(THE DATA)
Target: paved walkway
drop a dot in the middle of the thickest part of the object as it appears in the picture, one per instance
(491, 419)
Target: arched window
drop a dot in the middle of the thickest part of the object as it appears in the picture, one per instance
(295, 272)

* * *

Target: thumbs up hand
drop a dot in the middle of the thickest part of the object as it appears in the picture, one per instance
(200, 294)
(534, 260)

(DIRECTIONS)
Gather and copy every line of the data in which the string "Target" is found.

(EXERCISE ANSWER)
Target: paved walkway
Target: arched window
Target: thumbs up hand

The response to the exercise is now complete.